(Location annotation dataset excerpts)
------------------------------

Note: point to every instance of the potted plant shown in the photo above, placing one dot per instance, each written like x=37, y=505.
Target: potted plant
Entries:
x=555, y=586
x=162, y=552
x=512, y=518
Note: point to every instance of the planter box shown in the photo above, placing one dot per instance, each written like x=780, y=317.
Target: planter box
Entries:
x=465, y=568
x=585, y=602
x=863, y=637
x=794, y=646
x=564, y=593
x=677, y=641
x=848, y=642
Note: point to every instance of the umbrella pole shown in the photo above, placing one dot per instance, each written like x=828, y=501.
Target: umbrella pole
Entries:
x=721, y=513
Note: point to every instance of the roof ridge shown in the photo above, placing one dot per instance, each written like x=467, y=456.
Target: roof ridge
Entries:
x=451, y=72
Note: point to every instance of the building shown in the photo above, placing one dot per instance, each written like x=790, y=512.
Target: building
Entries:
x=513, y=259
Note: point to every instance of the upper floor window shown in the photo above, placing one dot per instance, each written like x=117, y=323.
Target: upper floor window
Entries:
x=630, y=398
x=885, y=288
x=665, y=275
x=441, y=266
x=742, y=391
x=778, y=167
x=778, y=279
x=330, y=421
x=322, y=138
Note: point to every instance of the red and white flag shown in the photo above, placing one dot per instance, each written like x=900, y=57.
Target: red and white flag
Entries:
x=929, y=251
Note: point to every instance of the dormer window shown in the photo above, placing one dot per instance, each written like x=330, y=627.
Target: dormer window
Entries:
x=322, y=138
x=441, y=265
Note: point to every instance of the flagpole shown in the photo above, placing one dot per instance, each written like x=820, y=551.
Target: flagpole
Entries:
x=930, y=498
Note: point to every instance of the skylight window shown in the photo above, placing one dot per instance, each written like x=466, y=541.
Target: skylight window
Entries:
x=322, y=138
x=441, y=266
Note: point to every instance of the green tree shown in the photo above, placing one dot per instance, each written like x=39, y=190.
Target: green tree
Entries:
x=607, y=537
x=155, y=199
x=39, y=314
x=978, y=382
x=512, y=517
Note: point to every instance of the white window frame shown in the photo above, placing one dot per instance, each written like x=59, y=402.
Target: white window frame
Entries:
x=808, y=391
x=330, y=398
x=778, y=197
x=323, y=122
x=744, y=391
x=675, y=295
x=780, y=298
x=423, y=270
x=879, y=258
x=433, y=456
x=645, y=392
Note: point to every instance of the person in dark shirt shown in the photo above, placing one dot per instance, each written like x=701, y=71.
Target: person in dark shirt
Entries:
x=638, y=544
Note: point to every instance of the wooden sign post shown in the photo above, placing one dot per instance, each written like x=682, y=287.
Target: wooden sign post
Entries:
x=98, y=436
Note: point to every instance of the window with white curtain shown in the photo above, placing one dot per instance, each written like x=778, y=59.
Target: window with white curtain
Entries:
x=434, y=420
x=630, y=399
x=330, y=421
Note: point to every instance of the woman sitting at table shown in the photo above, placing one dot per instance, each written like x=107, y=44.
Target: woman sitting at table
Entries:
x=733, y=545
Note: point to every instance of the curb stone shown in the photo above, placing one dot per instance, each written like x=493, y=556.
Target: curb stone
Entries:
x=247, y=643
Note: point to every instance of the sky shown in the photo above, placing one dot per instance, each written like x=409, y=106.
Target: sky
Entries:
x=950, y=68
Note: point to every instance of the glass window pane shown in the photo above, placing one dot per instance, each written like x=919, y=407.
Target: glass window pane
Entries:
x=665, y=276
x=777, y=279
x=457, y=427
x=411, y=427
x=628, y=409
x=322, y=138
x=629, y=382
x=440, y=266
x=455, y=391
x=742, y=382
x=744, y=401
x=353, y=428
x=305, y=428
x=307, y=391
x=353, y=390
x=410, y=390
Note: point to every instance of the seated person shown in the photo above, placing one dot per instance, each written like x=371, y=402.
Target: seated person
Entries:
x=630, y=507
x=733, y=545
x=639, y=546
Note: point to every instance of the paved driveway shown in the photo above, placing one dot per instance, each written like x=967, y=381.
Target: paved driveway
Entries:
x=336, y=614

------------------------------

Task
Please rewrite the rows from the line with "Note: point to every instance of the dormer" up to and including the line with "x=247, y=643", keeping every line, note lines included. Scale each x and y coordinate in the answer entries by 1.85, rounding to whole numbers with halves rounded up, and leave the sample coordinates in the note lines unchanged.

Task response
Note: point to every instance of the dormer window shown in the photo above, placing one dot per instance, each written like x=330, y=627.
Target: dormer window
Entries:
x=596, y=255
x=816, y=490
Note: point to every instance of the flagpole shown in the photo above, placing one dot per instance, each written like x=820, y=551.
Target: flagpole
Entries:
x=1721, y=921
Note: point to every instance of the skylight window shown in the photo above, placing one dot per instance, each written like x=466, y=541.
Target: skylight window
Entries:
x=596, y=255
x=816, y=492
Note: point to every instance of the green tree shown in the photo above, placing one dot per instance, each written like x=39, y=190.
Target: green tree
Entries:
x=1123, y=993
x=287, y=368
x=72, y=581
x=1809, y=707
x=947, y=956
Note: point to every instance of the white window frame shown in the photo above, placing one dot per instance, each written like x=59, y=402.
Target: white window frame
Entries:
x=1495, y=723
x=611, y=736
x=1439, y=364
x=598, y=226
x=1376, y=723
x=1249, y=546
x=1443, y=551
x=783, y=500
x=1626, y=477
x=801, y=844
x=1193, y=725
Note: point to every instance of the person in dark shirt shown in the photo above, placing one dot per instance, each written like x=701, y=71.
Target: person in dark shirt
Entries:
x=1180, y=1006
Note: point to every instance of the wooden sign post shown in the photo above, placing one dot per instance, each written like x=682, y=287.
Target: wooden sign post
Entries:
x=181, y=807
Note: point to every instance of the window with white curtain shown in the photo above, placing one dot per instance, each written like x=778, y=59.
Target: window with white curtain
Entries:
x=803, y=777
x=1166, y=738
x=611, y=779
Note: point to every instance of the woman sitting at table shown in the photo above, placing one dot per instance, each written like x=107, y=44.
Target: woman sitting at table
Entries:
x=1356, y=1008
Note: point to every instance of the curb stone shown in the photo above, placing one dot per instance, each written like x=493, y=556.
Target: curb stone
Entries:
x=457, y=1190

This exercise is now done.